_Exercise instructions_.
Look below for the line with "# test: pointer drops one pin on the track", and from there restate every line word for word until the entries end.

_Location annotation dataset excerpts_.
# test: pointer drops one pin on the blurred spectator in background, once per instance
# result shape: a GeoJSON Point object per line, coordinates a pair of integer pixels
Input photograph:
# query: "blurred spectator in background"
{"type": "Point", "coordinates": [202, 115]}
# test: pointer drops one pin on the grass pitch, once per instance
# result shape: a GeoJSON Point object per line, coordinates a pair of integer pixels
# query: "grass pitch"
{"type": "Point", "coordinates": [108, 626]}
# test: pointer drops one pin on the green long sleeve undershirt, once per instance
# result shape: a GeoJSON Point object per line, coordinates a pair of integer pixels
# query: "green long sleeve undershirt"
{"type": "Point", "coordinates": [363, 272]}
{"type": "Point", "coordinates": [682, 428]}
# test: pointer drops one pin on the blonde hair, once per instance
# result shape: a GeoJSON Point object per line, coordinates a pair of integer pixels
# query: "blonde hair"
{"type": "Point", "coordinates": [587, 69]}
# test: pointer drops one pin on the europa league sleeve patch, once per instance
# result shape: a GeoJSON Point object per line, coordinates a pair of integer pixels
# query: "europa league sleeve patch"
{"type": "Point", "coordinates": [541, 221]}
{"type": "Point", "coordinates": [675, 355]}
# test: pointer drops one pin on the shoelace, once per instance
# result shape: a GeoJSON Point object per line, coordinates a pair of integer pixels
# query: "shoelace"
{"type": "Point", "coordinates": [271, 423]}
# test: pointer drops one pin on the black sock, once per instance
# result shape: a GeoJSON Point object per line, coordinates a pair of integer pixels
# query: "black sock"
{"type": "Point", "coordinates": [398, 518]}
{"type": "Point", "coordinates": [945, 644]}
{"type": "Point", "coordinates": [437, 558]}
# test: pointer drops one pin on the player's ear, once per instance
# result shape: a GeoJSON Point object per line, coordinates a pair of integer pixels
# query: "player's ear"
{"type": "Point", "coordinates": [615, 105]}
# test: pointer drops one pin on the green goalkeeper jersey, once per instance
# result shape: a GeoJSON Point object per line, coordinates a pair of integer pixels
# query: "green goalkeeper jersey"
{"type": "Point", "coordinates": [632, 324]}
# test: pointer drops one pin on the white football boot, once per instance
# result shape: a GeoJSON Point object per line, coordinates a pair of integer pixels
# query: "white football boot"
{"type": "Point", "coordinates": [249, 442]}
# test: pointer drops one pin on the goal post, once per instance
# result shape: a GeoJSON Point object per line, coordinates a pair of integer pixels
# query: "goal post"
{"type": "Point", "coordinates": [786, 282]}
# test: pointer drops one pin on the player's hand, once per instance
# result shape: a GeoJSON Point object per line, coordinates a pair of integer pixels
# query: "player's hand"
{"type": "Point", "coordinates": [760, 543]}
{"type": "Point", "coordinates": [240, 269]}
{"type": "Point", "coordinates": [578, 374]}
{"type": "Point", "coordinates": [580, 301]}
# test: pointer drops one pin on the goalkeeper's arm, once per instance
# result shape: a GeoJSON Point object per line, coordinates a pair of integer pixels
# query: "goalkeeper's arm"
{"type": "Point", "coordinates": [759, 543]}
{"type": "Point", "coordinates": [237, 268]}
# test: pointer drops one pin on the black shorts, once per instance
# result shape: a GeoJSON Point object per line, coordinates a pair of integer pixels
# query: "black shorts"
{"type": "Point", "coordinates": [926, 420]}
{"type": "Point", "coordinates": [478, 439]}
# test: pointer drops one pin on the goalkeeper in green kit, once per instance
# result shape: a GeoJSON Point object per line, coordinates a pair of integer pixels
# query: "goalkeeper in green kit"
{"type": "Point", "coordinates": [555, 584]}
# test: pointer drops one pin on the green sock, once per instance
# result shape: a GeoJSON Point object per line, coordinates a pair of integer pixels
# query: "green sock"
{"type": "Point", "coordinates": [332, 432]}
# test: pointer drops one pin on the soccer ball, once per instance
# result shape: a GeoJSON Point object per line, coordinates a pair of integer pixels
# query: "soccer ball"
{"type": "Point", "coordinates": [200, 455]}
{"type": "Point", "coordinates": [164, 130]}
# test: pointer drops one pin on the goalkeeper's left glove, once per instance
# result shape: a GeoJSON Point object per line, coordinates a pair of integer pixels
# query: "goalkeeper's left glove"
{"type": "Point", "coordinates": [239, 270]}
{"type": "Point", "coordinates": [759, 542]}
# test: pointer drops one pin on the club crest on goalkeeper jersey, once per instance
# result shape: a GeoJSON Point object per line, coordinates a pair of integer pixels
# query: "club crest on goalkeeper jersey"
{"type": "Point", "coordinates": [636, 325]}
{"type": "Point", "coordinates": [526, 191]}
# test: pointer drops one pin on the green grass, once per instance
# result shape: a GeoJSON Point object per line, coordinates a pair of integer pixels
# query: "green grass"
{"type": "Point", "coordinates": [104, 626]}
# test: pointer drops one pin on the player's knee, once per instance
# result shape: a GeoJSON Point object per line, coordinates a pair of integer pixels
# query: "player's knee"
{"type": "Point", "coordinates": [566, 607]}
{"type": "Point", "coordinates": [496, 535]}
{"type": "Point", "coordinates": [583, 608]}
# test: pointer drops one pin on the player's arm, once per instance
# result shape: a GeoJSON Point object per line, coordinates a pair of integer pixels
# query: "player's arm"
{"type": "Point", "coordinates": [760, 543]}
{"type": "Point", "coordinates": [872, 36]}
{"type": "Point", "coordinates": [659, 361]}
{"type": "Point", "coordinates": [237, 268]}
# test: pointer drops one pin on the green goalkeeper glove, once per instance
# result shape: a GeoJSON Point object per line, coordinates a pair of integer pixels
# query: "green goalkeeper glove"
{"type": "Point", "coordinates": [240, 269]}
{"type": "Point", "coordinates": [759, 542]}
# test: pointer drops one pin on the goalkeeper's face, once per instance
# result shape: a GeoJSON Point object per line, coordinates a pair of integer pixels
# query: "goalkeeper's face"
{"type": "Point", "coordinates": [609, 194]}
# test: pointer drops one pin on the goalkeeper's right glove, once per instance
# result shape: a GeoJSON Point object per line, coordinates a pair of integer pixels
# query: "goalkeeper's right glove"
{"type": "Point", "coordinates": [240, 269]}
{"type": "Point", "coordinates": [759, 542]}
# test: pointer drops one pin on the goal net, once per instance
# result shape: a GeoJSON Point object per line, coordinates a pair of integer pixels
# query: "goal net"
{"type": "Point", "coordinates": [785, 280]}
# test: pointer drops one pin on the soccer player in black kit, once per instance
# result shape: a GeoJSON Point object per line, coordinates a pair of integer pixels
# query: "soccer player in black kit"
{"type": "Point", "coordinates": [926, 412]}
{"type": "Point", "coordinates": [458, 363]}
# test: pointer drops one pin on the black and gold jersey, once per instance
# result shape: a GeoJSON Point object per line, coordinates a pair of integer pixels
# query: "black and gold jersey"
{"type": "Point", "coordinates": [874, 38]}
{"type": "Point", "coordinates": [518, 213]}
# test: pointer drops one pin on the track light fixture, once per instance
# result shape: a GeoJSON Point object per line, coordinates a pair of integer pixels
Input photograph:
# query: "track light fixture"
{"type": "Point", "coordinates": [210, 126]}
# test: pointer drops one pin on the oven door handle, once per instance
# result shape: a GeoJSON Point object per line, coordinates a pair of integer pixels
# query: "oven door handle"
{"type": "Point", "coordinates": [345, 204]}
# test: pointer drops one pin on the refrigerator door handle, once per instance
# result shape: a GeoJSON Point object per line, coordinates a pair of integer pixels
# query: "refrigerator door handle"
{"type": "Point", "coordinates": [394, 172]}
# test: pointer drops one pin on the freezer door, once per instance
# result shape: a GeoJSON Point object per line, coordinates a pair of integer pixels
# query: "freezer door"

_Solution for this problem_.
# test: pointer drops one pin on the track light fixture, once per instance
# result shape: a GeoJSON Point object per line, coordinates a pair of integer pixels
Input photograph:
# query: "track light fixture"
{"type": "Point", "coordinates": [210, 126]}
# test: pointer drops one pin on the oven door handle, once per instance
# result shape: a GeoJSON Point object per line, coordinates a pair of integer pixels
# query: "oven door handle"
{"type": "Point", "coordinates": [345, 204]}
# test: pointer drops one pin on the refrigerator door handle, once per instance
# result shape: a GeoJSON Point object per line, coordinates a pair of integer pixels
# query: "refrigerator door handle"
{"type": "Point", "coordinates": [394, 172]}
# test: pointer drops one pin on the freezer door, once per instance
# result shape: a GeoJSON Point object per line, coordinates a pair of integer pixels
# query: "freezer door"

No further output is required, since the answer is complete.